■ EXCERPT:
Computer users who have armed themselves with antivirus software to combat the threat of an outbreak of turn-of-the-century viruses can take heart - for now at least. The outbreak, the subject of widespread warnings, has turned out to be as much of a non-event as Y2K, with only negligible casualties.
The New Year saw relatively few new viruses, even though just a week earlier antivirus vendors were issuing warnings about especially harmful viruses that could be triggered by the rollover.
Now, the vendors appear to have changed their tune.
"There are no Y2K viruses spreading in the wild," said Motoaki Yamamura, senior program manager at Symantec's AntiVirus Research Center in California.
"You may have read press releases from various [antivirus software] vendors, but they are all simply hype and nothing more," he said. "There is no need to panic about any of those new Y2K viruses."
Trend Micro, which has been tracking millennium viruses, reported 14 new viruses over the millennium weekend, of which four have Y2K-associated trigger dates or messages.
"Our offices worldwide have received no large-scale virus outbreak report so far. Those Y2K viruses discovered are not considered a serious threat," said Nancy Ho, marketing communications manager at Trend Micro, who attributed the "peaceful" rollover to the growing tendency among users in general to take preventative measures. Ho noted that sales orders and inquiries received by Trend Micro Hong Kong in November and December 1999 were at least three times the number received during the same period last year.
"The viruses that have come to our attention are small- to medium-risk and they are under control," said Mandy Lee, sales and marketing manager at Symantec Hong Kong. "We had more regular updates on our virus lists from a few days before Christmas till now, but that's quite normal."
An official at Computer Associates, which last week dished out free copies of its antivirus software, Inoculate IT, said this might be the "calm before the storm," indicating that the holiday season passed without serious incident.
"There are generally two types of viruses: those out in the wild, and the others in the zoo," said Peter Kuo, CA's Taiwan-based marketing director. "We want to keep those in the zoo caged up or under control. Those in the wild account for 1 per cent of all existing viruses, so it's not yet a problem. But they still could be."

■ TASK PROMPT: Continue the news report on the feared Y2K computer viruses, picking up after its final sentence.

■ EXTRACTED DATA:
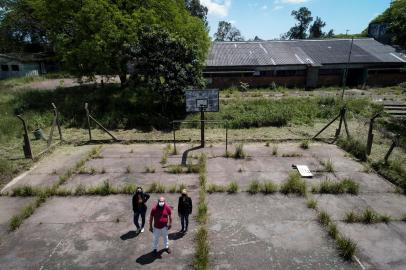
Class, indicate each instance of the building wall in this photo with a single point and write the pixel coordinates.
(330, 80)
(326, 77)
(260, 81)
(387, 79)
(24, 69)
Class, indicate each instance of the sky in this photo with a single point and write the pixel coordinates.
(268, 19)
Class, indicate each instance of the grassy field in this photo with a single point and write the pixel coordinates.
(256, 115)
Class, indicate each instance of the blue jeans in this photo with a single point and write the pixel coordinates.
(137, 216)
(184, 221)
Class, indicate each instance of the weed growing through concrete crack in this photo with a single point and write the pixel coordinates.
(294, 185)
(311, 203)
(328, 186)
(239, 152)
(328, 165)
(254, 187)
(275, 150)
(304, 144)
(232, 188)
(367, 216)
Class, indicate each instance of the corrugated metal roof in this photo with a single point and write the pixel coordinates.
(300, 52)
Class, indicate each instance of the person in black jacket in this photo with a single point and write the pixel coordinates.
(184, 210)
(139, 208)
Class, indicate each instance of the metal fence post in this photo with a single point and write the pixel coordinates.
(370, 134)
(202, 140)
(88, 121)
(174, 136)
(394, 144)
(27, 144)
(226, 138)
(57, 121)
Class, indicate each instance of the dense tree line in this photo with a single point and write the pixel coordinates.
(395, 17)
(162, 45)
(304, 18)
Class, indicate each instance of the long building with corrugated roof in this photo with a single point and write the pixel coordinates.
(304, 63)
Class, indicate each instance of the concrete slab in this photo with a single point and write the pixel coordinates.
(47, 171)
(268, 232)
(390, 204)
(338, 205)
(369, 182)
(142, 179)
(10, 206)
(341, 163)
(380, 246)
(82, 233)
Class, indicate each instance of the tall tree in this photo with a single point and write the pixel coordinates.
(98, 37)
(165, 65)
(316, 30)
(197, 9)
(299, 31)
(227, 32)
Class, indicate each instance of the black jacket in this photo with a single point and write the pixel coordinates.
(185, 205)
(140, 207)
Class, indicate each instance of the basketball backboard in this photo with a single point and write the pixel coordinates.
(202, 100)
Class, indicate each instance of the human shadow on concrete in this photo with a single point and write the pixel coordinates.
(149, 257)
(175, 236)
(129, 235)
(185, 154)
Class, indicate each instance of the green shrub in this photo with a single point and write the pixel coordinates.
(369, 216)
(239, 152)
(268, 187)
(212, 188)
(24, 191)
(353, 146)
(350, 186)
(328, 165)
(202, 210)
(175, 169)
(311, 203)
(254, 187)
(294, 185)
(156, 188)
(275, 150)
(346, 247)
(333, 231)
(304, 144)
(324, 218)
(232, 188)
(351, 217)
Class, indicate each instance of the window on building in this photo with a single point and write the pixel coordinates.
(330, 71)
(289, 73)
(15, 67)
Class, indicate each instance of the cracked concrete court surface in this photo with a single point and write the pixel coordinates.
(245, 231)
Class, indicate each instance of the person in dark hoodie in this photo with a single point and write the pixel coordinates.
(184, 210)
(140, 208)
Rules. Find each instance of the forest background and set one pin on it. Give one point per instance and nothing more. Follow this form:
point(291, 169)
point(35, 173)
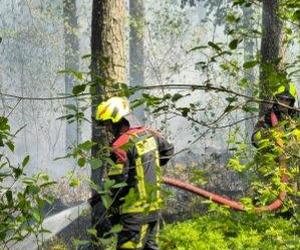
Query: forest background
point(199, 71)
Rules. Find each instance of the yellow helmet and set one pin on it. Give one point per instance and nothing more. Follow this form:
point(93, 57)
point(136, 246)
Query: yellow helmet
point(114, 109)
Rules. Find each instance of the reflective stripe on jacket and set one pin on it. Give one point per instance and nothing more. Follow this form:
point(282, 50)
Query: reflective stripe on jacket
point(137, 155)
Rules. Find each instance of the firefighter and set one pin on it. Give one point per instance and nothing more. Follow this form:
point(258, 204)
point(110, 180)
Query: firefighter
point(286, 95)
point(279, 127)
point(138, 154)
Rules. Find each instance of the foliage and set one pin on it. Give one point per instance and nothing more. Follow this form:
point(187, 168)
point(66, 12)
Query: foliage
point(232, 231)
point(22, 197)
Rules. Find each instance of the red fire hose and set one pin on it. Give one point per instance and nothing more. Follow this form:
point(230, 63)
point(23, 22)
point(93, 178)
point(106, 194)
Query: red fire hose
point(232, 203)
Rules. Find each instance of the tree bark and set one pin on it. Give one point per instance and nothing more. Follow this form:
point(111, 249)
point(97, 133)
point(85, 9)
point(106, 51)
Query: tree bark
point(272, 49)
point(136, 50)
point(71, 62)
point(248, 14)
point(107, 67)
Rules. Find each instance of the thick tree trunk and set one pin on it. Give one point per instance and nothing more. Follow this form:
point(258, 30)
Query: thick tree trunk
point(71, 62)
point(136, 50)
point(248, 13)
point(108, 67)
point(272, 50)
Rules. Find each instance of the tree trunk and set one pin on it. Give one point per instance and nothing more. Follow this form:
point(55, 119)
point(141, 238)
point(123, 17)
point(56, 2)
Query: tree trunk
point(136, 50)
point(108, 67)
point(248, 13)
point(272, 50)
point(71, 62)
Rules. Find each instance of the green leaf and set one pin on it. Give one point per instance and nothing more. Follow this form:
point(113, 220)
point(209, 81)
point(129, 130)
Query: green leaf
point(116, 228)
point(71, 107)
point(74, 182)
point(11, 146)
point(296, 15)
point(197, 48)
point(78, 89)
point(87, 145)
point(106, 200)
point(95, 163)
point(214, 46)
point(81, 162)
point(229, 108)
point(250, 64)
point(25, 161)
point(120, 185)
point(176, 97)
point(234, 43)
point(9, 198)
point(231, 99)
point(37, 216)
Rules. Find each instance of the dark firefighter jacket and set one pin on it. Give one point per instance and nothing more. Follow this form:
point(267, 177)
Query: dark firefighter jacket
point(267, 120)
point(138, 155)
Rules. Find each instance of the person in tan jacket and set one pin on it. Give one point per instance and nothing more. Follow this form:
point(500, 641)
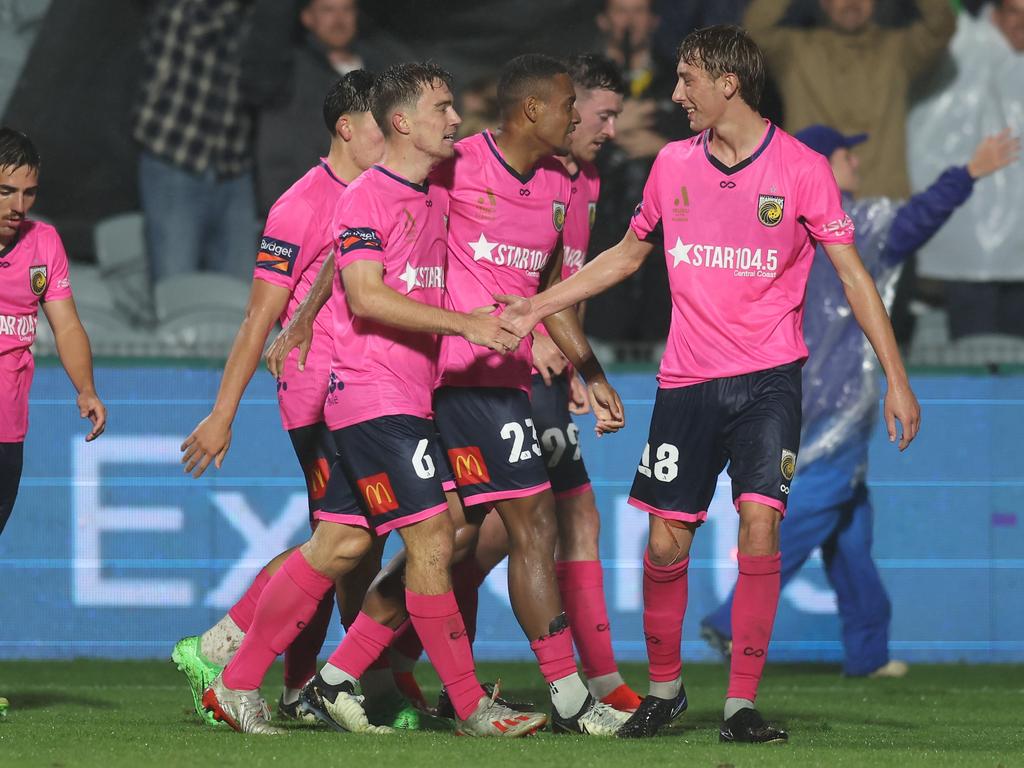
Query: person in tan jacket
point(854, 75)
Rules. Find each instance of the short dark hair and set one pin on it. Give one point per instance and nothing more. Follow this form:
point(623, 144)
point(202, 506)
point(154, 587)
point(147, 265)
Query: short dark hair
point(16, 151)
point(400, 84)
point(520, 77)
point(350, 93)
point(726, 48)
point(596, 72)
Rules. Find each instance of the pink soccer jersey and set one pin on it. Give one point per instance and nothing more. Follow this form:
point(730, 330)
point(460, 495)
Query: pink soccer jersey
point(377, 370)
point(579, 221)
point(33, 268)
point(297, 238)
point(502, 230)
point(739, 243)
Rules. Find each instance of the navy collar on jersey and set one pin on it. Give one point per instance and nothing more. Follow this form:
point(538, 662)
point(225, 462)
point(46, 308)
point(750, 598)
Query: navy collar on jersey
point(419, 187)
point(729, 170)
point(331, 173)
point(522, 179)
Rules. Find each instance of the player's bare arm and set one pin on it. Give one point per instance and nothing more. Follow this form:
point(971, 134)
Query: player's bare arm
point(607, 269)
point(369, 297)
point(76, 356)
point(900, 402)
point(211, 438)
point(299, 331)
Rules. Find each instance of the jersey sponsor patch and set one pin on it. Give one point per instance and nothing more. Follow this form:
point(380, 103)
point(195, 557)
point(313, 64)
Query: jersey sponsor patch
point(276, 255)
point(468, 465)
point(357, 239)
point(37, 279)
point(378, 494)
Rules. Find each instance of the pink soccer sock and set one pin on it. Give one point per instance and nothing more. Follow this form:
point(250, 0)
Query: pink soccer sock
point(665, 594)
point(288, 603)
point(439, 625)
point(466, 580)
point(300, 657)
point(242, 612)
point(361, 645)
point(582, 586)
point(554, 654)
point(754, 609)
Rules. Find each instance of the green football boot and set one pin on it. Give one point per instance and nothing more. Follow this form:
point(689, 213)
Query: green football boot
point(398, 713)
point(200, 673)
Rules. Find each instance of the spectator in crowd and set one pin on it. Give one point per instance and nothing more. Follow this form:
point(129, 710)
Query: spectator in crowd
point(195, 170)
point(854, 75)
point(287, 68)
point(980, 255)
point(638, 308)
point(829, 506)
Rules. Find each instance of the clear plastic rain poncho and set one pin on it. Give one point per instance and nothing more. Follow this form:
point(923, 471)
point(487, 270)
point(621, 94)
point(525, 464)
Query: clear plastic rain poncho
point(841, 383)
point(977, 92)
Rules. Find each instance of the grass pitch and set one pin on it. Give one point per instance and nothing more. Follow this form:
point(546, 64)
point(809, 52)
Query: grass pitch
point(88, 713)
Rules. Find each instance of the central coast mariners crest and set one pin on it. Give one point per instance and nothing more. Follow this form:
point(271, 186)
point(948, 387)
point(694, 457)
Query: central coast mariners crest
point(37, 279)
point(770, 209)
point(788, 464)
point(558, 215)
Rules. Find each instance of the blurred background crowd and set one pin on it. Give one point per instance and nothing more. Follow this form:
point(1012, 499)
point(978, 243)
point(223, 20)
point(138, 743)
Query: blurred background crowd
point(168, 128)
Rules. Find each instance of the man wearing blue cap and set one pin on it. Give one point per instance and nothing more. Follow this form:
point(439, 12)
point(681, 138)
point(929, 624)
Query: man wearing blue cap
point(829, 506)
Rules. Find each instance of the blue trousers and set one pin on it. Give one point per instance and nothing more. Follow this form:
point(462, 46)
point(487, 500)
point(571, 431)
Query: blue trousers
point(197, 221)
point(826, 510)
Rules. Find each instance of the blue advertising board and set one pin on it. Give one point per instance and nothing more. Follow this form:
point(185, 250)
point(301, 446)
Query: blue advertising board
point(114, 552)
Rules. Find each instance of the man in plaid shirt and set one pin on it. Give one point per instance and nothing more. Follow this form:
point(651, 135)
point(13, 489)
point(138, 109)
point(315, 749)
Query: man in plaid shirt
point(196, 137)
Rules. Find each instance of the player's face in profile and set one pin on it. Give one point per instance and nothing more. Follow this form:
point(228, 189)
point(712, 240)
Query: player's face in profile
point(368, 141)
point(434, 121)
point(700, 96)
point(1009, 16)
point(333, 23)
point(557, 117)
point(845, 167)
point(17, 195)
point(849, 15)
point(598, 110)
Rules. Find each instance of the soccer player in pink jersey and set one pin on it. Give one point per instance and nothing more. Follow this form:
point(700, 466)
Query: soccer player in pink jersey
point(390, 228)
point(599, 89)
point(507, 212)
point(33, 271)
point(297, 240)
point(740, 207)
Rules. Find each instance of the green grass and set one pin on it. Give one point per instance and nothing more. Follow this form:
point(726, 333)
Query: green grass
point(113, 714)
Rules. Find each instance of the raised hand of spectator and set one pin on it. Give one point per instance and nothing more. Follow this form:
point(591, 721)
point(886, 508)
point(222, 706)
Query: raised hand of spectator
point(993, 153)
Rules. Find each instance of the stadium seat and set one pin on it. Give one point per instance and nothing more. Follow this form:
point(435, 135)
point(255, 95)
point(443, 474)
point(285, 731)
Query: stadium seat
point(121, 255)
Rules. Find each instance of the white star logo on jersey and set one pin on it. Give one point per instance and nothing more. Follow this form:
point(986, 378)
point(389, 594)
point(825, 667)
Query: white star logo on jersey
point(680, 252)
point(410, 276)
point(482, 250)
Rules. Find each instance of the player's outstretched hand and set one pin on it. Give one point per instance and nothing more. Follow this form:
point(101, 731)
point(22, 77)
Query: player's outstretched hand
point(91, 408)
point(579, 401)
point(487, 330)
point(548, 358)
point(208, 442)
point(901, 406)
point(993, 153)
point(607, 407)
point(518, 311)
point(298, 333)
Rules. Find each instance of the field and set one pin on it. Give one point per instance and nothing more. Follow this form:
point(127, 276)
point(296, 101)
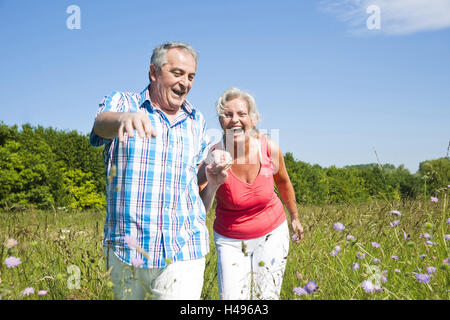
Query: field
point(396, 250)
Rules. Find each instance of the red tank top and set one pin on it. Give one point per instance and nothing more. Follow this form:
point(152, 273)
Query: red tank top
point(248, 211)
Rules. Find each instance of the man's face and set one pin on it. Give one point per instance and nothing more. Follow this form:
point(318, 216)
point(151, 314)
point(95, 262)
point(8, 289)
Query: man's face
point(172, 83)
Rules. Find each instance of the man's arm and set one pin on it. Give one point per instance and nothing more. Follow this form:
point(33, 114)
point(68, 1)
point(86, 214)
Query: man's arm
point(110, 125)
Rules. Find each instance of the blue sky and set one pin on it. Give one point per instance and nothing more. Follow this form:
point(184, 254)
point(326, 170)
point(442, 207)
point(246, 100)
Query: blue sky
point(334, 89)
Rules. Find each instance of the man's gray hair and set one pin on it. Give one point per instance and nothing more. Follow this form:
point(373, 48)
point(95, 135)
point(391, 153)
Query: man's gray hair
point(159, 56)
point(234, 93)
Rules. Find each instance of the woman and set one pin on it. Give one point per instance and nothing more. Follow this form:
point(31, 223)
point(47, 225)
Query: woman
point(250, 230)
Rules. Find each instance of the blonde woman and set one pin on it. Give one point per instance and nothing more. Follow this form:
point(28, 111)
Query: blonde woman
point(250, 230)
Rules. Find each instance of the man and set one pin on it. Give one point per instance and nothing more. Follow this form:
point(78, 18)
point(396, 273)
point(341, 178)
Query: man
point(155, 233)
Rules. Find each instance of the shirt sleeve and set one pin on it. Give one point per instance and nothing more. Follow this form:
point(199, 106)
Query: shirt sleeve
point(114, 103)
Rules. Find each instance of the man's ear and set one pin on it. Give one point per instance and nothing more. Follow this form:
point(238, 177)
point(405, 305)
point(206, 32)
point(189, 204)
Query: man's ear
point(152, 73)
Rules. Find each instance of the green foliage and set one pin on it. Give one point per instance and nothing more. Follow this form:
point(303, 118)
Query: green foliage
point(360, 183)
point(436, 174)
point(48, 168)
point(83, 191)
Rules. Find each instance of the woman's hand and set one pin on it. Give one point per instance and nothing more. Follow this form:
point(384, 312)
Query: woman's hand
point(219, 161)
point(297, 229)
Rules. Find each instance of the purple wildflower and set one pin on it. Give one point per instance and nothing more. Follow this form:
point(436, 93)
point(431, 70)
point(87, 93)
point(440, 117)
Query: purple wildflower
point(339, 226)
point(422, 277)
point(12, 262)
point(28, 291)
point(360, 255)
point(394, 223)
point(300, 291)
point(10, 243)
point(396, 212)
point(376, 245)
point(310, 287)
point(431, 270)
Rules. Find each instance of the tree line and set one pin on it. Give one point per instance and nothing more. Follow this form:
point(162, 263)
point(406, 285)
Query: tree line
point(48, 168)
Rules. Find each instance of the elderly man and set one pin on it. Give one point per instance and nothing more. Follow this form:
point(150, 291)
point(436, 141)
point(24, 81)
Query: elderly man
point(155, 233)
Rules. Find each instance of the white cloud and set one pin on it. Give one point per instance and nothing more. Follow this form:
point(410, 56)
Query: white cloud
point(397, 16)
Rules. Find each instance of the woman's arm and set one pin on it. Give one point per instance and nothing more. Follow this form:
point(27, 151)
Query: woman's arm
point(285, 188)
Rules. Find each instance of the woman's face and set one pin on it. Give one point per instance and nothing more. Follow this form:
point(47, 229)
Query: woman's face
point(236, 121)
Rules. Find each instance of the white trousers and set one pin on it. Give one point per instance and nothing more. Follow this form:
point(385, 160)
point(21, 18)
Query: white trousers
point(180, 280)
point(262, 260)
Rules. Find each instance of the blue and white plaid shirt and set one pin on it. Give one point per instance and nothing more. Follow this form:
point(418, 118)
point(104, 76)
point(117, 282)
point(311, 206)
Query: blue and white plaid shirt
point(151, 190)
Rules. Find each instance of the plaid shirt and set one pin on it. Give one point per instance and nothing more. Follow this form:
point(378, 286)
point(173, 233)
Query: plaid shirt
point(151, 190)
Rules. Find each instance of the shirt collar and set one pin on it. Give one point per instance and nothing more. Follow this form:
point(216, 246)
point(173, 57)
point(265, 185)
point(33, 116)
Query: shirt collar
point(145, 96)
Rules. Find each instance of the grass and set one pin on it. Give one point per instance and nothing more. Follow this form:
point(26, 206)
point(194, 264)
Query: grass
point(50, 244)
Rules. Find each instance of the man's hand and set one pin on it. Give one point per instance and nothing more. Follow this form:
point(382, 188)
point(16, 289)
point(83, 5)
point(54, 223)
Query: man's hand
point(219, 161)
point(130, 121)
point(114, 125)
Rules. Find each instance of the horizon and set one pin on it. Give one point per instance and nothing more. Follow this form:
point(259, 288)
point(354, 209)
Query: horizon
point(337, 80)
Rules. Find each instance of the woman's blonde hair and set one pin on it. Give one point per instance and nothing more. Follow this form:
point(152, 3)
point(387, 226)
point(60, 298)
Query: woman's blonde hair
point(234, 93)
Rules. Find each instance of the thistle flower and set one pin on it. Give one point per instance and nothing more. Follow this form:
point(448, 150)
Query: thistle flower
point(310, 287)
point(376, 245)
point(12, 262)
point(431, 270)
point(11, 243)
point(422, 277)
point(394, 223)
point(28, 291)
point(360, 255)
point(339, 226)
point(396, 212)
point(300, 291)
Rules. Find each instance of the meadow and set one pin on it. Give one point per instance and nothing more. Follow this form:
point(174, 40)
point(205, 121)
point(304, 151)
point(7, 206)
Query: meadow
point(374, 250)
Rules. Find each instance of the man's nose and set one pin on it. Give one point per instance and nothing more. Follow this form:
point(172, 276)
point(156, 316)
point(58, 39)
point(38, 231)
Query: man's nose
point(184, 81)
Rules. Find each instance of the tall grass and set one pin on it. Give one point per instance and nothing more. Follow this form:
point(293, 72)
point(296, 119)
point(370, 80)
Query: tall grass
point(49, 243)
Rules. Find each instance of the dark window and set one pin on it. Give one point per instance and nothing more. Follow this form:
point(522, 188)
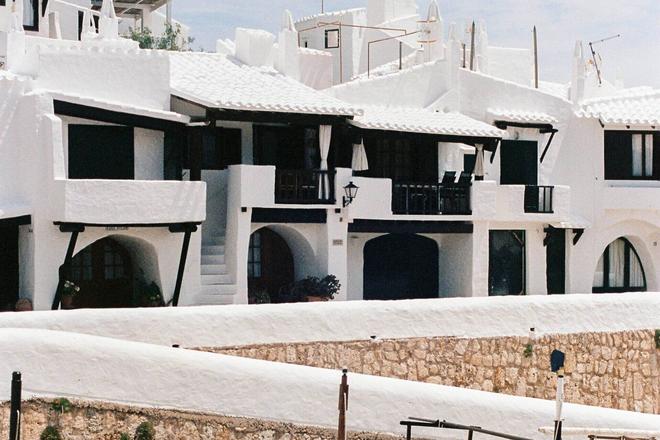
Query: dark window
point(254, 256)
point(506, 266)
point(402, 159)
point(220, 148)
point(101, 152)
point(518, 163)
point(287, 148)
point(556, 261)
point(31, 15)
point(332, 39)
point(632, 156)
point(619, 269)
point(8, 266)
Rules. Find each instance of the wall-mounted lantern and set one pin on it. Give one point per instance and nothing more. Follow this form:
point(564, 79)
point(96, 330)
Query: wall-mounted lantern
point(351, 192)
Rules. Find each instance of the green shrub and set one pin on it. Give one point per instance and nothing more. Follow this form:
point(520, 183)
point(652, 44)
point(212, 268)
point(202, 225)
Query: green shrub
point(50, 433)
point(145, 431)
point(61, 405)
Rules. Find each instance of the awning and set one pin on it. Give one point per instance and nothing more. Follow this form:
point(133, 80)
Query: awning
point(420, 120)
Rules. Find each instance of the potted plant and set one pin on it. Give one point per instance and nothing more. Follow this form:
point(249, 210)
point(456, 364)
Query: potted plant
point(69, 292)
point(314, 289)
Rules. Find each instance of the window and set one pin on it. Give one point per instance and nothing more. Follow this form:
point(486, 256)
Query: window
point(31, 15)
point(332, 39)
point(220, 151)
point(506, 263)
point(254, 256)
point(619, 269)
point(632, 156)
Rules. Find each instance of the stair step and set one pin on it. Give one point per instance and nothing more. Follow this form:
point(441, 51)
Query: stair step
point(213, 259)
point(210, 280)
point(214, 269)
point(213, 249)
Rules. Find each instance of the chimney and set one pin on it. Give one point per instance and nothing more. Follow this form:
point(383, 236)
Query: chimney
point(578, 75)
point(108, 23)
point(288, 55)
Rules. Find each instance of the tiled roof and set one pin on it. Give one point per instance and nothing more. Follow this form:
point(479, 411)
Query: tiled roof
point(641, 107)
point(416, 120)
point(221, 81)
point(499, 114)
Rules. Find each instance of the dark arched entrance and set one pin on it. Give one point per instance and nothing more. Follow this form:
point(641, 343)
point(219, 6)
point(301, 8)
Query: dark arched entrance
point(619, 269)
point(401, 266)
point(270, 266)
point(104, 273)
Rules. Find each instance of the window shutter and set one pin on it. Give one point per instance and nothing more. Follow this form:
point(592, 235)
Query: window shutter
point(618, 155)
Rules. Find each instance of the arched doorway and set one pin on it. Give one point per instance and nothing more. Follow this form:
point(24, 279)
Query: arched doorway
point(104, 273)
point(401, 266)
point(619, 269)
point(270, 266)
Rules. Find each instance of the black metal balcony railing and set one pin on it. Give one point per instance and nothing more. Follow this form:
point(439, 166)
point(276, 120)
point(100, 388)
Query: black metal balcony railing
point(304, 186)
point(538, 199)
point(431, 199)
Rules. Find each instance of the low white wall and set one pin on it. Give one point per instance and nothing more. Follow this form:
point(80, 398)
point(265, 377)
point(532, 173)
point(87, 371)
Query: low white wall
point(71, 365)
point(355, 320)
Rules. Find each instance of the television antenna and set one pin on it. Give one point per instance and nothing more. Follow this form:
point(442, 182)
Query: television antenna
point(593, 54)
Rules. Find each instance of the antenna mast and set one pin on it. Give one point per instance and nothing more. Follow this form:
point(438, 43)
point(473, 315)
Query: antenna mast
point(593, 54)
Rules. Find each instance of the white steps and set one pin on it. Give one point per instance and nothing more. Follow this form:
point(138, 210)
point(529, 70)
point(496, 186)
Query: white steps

■ RESPONSE TO THIS EXERCISE:
"We expected more [viruses], but it's been pretty quiet," added Peter Liu, vice president, field service group, for CA Asia. "But I believe this market is growing, because the number of viruses increases every day."
The Hong Kong Police Force, meanwhile, was not surprised at the lack of New Year's virus activity.
"Most companies are so vigilant about their computer systems at the moment. With system administrators looking very closely at any glitches or abnormalities in their systems, now is possibly the worst time that anybody could try to infect or attack a system, by hacking or by using computer viruses," explained Paul Jackson, senior inspector, Computer Crime Unit at the Hong Kong Police Force.
Jackson added that the pre-New Year antivirus frenzy may have been due to massive promotion of antivirus software and services.
"[Vendors] are bound to hype these things," he said. "Most of these companies are selling software or consultancy services, so you'll have to take what they say with a pinch of salt. They are in the business to raise awareness of possible threats."
The Police Force stressed, however, that the lack of computer crime reports over the festive season has not made it complacent. And Jackson does not discount future threats.
"It's difficult to give a 100 per cent [accurate] view on this, but I'm sure [in] the days to come we'll get a clearer picture. As companies go back to work, more problems might come to light, we don't know."
Jackson is encouraging sustained vigilance.
"If companies always have this amount of attention on their systems [as they've had with respect to the Y2K bug], it will be very difficult for hackers or people wanting to spread viruses to get away with it," he said.